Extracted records
........

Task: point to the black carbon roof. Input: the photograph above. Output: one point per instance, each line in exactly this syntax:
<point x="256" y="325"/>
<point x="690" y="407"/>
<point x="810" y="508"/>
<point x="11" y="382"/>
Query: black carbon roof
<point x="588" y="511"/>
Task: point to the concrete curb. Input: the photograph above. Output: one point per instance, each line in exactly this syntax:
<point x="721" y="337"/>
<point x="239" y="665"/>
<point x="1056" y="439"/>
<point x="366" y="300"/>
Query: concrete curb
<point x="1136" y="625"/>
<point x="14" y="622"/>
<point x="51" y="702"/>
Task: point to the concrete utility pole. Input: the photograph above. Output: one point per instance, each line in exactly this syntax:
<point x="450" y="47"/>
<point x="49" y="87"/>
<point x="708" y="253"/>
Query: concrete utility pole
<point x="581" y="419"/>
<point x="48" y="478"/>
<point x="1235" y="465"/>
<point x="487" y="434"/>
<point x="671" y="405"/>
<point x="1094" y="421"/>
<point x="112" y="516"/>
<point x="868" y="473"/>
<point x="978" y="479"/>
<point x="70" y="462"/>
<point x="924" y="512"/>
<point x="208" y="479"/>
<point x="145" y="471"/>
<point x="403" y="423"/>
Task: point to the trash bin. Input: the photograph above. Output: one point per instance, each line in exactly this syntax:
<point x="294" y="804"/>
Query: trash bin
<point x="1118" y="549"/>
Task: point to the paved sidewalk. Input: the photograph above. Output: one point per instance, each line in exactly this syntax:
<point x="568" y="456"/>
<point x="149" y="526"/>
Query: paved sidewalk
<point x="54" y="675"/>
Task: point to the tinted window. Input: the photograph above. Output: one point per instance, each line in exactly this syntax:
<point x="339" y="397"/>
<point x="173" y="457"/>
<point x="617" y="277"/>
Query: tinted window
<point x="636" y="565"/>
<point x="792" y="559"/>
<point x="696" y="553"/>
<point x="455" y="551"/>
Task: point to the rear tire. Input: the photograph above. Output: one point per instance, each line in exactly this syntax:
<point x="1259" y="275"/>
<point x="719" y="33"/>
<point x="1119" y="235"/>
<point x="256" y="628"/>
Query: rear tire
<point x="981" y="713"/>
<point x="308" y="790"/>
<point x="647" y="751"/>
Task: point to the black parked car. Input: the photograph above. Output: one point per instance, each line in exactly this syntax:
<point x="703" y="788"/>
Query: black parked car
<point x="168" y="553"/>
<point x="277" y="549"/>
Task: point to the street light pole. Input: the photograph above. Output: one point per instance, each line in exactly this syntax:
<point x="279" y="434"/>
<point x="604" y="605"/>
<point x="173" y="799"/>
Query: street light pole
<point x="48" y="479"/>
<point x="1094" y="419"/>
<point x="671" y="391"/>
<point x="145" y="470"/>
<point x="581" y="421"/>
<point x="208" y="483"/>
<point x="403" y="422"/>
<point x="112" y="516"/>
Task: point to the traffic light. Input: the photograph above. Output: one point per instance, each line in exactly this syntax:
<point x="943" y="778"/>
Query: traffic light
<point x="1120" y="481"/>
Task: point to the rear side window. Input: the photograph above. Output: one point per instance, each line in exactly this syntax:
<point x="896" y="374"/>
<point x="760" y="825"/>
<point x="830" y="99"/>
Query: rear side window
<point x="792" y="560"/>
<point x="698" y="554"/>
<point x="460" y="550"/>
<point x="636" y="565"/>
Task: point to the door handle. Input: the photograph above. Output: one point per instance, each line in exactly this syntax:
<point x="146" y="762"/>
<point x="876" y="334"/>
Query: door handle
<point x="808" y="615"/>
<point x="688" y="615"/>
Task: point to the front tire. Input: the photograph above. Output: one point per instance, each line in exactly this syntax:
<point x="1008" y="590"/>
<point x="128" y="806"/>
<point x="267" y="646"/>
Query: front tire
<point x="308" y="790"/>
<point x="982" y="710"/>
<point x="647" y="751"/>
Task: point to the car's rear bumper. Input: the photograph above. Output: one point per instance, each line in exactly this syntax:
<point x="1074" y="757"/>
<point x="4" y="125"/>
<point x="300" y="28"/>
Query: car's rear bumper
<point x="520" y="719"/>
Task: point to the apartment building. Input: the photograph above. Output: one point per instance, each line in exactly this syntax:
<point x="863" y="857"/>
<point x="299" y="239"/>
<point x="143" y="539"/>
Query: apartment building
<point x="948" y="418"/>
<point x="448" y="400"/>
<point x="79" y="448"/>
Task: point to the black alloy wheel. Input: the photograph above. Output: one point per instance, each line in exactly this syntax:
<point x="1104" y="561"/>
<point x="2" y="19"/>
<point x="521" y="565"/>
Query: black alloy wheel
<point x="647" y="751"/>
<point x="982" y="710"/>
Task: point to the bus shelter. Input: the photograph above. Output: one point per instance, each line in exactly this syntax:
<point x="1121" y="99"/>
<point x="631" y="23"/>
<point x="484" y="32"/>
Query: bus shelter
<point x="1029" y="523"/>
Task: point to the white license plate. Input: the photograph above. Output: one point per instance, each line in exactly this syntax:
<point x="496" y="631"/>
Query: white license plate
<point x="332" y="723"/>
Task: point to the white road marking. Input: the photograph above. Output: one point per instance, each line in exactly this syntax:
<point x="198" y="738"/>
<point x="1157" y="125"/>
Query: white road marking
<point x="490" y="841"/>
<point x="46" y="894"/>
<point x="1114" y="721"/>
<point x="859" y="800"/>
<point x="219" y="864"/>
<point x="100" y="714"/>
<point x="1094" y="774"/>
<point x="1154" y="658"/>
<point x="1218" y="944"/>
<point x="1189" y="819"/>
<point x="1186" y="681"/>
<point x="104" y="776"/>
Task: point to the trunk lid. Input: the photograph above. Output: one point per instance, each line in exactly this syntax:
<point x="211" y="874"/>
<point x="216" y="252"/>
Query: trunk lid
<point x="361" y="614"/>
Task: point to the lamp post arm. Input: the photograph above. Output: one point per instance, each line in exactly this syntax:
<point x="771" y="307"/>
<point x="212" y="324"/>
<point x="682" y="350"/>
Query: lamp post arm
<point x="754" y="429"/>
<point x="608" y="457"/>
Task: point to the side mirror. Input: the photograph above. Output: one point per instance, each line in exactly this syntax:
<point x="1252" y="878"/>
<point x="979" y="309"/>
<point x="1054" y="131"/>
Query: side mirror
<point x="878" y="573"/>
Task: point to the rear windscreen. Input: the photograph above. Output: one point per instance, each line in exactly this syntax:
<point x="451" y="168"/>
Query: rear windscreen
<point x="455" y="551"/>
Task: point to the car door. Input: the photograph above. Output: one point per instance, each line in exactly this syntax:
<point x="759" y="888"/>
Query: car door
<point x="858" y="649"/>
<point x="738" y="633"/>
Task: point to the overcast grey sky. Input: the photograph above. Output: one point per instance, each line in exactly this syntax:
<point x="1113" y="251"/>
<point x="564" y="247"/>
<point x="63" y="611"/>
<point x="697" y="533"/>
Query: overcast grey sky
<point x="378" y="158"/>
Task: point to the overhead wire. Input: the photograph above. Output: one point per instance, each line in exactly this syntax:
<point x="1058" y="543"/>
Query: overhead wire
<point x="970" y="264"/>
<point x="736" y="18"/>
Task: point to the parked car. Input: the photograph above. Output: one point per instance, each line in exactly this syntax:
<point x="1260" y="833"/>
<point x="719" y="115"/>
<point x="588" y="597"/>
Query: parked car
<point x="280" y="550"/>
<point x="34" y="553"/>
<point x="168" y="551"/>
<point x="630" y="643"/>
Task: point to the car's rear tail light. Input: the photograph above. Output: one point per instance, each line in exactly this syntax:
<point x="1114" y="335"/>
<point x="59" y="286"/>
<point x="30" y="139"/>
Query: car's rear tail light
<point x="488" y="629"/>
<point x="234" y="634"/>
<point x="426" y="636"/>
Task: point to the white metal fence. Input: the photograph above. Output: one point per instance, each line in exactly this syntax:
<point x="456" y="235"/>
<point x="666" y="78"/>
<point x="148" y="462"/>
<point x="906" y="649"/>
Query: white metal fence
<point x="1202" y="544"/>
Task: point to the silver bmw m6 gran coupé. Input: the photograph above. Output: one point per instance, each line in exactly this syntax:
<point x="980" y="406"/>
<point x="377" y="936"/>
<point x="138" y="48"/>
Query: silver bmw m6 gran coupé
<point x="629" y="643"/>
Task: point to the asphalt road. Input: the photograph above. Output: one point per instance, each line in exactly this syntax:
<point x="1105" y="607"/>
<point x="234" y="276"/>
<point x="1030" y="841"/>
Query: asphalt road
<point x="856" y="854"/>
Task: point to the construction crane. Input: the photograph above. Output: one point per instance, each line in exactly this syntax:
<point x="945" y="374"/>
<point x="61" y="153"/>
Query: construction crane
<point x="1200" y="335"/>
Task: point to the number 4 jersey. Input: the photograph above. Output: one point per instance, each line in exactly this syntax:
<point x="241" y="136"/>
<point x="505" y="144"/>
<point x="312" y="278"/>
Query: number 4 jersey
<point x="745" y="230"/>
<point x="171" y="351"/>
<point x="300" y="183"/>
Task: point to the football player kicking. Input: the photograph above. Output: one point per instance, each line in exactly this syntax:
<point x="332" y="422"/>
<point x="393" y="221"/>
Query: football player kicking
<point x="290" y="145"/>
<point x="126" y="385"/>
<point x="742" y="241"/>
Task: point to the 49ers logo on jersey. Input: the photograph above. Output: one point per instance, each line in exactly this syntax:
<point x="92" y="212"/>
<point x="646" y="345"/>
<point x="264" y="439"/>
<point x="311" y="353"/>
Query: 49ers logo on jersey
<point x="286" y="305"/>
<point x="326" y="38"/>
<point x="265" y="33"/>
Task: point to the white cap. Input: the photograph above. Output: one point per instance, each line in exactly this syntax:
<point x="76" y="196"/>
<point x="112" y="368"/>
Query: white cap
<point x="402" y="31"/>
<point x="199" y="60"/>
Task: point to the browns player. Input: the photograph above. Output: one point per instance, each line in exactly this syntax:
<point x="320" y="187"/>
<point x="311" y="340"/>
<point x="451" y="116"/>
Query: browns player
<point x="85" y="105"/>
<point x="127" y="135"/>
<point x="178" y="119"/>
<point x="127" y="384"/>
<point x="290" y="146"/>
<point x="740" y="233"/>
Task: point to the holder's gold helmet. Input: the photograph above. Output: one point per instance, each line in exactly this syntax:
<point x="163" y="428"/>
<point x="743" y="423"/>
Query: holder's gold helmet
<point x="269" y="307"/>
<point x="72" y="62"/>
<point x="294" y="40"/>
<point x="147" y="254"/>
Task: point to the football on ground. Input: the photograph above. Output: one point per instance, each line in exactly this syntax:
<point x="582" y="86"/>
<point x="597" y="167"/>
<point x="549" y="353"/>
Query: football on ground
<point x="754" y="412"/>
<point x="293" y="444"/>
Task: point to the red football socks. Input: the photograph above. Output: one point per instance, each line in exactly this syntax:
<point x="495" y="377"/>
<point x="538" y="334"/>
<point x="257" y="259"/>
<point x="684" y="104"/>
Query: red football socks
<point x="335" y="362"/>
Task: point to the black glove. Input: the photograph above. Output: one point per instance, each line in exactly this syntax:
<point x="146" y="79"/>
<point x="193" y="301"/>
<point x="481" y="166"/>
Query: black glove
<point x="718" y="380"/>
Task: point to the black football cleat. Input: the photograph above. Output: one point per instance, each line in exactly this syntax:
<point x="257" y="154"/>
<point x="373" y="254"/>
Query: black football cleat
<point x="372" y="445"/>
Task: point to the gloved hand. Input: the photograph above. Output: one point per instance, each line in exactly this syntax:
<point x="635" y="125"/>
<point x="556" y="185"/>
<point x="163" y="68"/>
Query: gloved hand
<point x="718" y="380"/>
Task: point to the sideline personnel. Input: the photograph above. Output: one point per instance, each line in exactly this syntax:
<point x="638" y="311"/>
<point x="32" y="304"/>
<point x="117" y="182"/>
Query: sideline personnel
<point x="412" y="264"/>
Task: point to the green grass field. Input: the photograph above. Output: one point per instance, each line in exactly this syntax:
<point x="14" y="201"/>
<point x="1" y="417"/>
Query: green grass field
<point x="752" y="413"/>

........

— TASK GOAL —
Exactly the lines from the one containing "Query: black glove" to the final line of the data, both included, should be printed, and nothing more.

— OUTPUT BELOW —
Query: black glove
<point x="718" y="380"/>
Task: point to the black football cleat. Input: the photograph above. Output: one point per instance, each line in exactly this syntax:
<point x="257" y="154"/>
<point x="373" y="254"/>
Query: black football cleat
<point x="372" y="445"/>
Task: point to the gloved hand. Input: the photograph above. Output: one point per instance, each line in exactly this syntax:
<point x="635" y="125"/>
<point x="556" y="185"/>
<point x="163" y="68"/>
Query: gloved hand
<point x="718" y="380"/>
Task: point to the sideline personnel. Input: the photograph above. Output: one point per instance, each line in exactly this syntax:
<point x="638" y="311"/>
<point x="32" y="304"/>
<point x="117" y="182"/>
Query: sideline personnel
<point x="412" y="264"/>
Task: point to the green grass field. Input: the photograph above. Output: one point per instance, each line in exactly this syntax:
<point x="14" y="201"/>
<point x="1" y="417"/>
Query: green grass field
<point x="752" y="413"/>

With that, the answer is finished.